▶ _Selected passage_:
I agree with @martinfleis on all points above.

sjsrey commented 7 months ago

I am not convinced by either of these changes (but surely won't block them if you want to go ahead).

area_buffer:

  • why it is called area buffer?
  • what you are trying to do there is a relate pattern. I think that this should live in geopandas and make use of sindex without a predicate for the first sift and then shapely.relate for the second, with a mapping of the resulting he DE-9IM intersection matrix to legible names.

This is needed in my use case as I will be interpolating to those three different geometries.

area_faces:

  • if the whole code is a call to overlay and another to area_interpolate, is it something that is needed at all? What is the use case for it? Isn't it better to add an example notebook with that use case calling overlay and than area_interpolate?
  • if so, the name is not suggesting what it is doing at all :).

More of a helper function as I end up using this often. It comes up in tract harmonization research. Could be other use cases.

I'm all ears regarding better names.

knaaptime commented 7 months ago

how about area_buffer --> area_relate? I agree a lower level implementation in geopandas like @martinfleis suggests would probably be ideal, but until then it's quite useful (and fitting) for it to be available here.

on faces, there's probably a more descriptive name that's eluding me, but this ends up being a common pattern that we should document more thoroughly. We tend to think of areal interpolation problems as a complete change of support for the same study area. So our examples are tailored to things like moving from administrative zones to regular hexgrids, where the target is roughly exhaustive of the same study area (subject to some boundary issues, which is why we give allocate_total).

▶ _What you will do_:
Carry on the thread about naming the area_buffer and area_faces functions, starting right after its last sentence.

▶ _Listed entries_:

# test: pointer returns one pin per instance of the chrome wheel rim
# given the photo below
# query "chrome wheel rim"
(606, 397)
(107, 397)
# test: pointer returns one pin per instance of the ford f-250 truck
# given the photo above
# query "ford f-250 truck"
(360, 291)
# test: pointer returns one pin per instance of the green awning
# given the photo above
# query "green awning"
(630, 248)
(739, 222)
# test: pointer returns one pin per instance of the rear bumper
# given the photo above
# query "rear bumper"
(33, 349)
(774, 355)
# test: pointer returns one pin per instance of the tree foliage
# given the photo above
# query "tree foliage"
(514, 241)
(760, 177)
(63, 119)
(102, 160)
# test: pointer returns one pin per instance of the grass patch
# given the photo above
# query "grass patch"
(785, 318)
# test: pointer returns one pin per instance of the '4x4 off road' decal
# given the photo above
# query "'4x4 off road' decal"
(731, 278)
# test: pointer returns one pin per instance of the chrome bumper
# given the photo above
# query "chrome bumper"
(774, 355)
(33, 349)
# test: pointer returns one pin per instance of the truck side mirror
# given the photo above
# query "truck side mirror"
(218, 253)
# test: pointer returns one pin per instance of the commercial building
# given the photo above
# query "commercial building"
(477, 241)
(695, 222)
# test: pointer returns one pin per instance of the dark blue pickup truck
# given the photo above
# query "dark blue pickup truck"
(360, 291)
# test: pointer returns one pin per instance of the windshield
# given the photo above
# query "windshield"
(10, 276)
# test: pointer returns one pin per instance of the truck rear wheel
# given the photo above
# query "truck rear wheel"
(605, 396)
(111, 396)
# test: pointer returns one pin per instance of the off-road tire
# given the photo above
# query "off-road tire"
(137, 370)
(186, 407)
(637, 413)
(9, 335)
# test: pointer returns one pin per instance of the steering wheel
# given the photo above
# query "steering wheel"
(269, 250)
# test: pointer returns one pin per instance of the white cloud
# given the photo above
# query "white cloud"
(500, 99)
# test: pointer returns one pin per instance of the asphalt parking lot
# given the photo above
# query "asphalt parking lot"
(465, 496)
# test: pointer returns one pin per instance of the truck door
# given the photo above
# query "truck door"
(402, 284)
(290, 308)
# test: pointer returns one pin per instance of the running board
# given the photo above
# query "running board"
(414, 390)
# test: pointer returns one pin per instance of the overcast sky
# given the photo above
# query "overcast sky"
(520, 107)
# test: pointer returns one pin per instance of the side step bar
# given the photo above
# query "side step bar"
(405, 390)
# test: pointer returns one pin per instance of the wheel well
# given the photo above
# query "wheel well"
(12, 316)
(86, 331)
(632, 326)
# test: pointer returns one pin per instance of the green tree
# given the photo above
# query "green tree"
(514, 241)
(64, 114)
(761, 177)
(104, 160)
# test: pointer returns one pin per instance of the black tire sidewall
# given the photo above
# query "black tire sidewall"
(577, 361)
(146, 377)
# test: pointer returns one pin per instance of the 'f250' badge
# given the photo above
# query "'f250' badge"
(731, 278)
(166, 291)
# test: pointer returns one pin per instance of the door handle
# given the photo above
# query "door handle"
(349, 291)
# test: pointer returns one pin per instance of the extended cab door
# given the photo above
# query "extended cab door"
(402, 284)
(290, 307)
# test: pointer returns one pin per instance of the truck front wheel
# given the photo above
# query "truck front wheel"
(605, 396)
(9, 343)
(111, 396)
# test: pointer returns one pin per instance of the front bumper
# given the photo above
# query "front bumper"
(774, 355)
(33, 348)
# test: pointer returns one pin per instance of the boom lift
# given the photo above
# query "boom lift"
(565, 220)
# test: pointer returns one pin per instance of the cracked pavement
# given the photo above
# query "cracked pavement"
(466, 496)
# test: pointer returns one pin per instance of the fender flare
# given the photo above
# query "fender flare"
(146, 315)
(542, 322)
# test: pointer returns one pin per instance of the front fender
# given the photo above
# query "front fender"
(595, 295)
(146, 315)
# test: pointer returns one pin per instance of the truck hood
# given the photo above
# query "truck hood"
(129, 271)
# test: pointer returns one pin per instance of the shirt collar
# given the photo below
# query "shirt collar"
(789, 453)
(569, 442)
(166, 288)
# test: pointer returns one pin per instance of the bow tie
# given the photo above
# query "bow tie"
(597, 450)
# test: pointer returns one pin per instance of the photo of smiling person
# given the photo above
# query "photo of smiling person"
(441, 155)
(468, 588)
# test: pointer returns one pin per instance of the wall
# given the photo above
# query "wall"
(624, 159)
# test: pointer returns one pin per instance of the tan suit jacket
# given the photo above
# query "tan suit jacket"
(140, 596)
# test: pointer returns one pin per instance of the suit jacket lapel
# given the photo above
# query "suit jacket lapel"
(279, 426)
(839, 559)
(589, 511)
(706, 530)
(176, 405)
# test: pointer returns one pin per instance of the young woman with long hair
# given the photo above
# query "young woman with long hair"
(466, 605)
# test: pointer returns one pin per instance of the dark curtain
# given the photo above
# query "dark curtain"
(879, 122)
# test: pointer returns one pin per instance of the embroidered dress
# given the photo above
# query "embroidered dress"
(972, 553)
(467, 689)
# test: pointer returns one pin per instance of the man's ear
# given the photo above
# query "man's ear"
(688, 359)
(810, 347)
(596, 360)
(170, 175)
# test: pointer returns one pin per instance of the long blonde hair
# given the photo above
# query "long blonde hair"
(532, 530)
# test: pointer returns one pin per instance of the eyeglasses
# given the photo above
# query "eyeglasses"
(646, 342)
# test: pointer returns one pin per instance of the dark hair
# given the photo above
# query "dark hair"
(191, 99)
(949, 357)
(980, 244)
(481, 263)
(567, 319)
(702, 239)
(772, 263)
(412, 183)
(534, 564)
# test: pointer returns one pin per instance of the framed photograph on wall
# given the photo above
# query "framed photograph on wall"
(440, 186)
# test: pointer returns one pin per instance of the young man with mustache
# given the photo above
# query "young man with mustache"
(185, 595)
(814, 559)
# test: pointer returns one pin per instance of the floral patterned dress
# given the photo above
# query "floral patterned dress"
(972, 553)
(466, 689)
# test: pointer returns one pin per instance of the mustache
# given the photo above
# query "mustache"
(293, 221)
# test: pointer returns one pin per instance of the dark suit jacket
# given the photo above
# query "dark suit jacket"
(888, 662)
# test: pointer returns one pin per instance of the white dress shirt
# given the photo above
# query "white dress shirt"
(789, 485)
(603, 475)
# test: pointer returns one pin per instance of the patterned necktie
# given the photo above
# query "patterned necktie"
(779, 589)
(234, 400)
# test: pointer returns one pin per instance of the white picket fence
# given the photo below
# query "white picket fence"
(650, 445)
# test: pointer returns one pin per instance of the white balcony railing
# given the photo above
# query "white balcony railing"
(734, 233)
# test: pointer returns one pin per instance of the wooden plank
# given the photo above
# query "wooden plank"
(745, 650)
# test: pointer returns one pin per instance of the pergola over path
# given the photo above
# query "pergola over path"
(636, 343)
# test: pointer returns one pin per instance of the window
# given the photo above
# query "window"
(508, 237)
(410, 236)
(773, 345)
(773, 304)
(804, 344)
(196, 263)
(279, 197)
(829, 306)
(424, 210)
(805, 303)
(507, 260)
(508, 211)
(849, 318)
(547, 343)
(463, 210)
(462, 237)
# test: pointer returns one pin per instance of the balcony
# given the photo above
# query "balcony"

▶ _Answer to the problem_:
But another common case is when you have a second geometry that doesnt exhaust the study area and you want to understand the allocation of some person/thing/resource inside or outside the second geometry. So like, how much of the population with demographic characteristic X lives inside versus outside the target geometry {tax district, political district, proximity to waterfront, distance from superfund site, etc} where you know the target covers only a portion of the source. Depending on the relationship between their geoms, that can be a tougher to answer than 'select the centroids inside the buffer'.

If you haven't thought about it carefully, you might just interpolate source-->target and compare source vs target (forgetting about the double counting)--or, if you haven' thought of the overlay trick, it would be tempting to interpolate source-->target geom with allocate_total=False, then clip out the target from the source, and interpolate source-->clipped source (again remembering to allocate_total=False) and compare target vs clipped source (doing in 3 steps what you could've done in, like, 1)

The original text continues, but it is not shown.